- _Exercise brief_: Substitute "evening sky" for "sunset sky" throughout the listing below and leave everything else untouched.
--- BEGIN Dataset content ---
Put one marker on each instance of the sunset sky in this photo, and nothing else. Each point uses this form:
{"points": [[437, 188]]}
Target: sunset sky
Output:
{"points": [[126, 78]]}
--- END Dataset content ---
- _Task answer_:
Put one marker on each instance of the evening sky in this photo, and nothing else. Each point uses this form:
{"points": [[437, 188]]}
Target: evening sky
Output:
{"points": [[126, 78]]}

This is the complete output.